### Tasks to carry out:
[A] Can you sum up the leaflet mapping excerpt in two sentences?
[B] Could you reproduce, word for word, the part of the leaflet mapping excerpt that opens with the words containing "Then we create" and closes with "legend (Figure 2.10)."?
[C] Will you resume the leaflet mapping excerpt, picking up after its last sentence?

### Text section:
..............................

Then we create a color palette using colorNumeric(), and plot the map using the leaflet(), addTiles(), and addPolygons() functions specifying the color of the polygons’ border (color) and the polygons (fillColor), the opacity (fillOpacity), and the legend (Figure 2.10).

library(leaflet)

pal <- colorNumeric("YlOrRd", domain = map$SID74)

leaflet(map) %>%
  addTiles() %>%
  addPolygons(
    color = "white", fillColor = ~ pal(SID74),
    fillOpacity = 1
  ) %>%
  addLegend(pal = pal, values = ~SID74, opacity = 1)

FIGURE 2.10: Map of sudden infant deaths in North Carolina in 1974, created with leaflet.

To save the map created to an HTML file, we can use the saveWidget() function of the htmlwidgets package (Vaidyanathan et al. 2023). If we wish to save an image of the map, we first save it as an HTML file with saveWidget() and then capture a static version of the HTML using the webshot() function of the webshot package (Chang 2023).

..............................

(Records from a data collection)
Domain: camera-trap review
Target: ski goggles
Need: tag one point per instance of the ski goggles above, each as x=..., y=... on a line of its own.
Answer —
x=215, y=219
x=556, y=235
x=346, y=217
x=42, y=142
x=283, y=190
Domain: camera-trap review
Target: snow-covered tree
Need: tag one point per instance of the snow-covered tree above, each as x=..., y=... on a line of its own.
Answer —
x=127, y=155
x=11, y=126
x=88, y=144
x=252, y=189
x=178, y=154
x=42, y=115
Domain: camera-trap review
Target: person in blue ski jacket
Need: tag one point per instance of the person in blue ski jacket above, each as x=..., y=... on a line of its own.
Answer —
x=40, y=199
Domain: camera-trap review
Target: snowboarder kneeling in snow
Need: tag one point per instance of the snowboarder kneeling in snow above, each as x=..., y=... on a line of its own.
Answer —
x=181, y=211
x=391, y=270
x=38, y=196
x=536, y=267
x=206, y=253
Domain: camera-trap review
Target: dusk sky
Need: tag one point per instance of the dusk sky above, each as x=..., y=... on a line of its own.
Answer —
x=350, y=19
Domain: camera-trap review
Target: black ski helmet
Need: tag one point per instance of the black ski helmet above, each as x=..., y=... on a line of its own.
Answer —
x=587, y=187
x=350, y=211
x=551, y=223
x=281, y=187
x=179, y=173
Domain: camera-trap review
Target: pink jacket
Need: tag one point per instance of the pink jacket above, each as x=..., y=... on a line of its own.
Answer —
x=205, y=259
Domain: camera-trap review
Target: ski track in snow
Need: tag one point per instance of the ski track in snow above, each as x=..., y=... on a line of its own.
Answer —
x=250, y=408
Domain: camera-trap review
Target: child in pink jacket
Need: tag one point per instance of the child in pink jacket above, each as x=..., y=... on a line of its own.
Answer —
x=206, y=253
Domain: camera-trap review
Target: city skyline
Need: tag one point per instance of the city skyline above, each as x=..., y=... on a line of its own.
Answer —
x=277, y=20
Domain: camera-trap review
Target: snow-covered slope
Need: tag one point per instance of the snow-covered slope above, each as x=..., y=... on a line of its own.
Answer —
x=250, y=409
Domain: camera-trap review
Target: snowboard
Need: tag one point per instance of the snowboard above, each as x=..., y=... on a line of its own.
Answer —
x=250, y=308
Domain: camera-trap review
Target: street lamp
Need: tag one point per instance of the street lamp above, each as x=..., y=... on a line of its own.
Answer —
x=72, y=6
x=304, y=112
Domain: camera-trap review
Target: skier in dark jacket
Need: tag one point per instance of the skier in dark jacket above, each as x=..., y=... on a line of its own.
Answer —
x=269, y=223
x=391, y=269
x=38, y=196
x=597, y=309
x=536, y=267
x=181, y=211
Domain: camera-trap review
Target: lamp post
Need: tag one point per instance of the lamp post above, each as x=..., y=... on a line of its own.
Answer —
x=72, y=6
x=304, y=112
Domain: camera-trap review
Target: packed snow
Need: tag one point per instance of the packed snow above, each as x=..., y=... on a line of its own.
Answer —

..............................

### Written responses:
[A] A color palette is created with colorNumeric(), and the map is plotted with leaflet(), addTiles(), and addPolygons(), with settings for the border color, fill color, opacity, and legend. The map can be saved as an HTML file with saveWidget() from the htmlwidgets package, and a static image can then be captured from that HTML with webshot() from the webshot package.

[B]
Then we create a color palette using colorNumeric(), and plot the map using the leaflet(), addTiles(), and addPolygons() functions specifying the color of the polygons’ border (color) and the polygons (fillColor), the opacity (fillOpacity), and the legend (Figure 2.10).

[C]
2.4.3 mapview

The mapview package (https://r-spatial.github.io/mapview/) allows to very quickly create interactive visualizations to investigate both the spatial geometries and the variables in the data. For example, we can create a map showing SID74 by just using the mapview() function with arguments the map object and the variable we want to show (zcol = "SID74") (Figure ??). This map is interactive and by clicking in each of the counties we can see popups with the information of the other variables in the data.

library(mapview)
mapview(map, zcol = "SID74")

mapview is very convenient to very quickly inspect spatial data, but maps created can also be customized by adding elements such as legends and background maps. Moreover, we can create visualizations that show multiple layers and incorporate synchronization. For example, we can create a map with background map "CartoDB.DarkMatter" and color from the palette "YlOrRd" of the RColorBrewer package as follows:

library(RColorBrewer)
pal <- colorRampPalette(brewer.pal(9, "YlOrRd"))
mapview(map,
  zcol = "SID74",
  map.types = "CartoDB.DarkMatter",
  col.regions = pal
)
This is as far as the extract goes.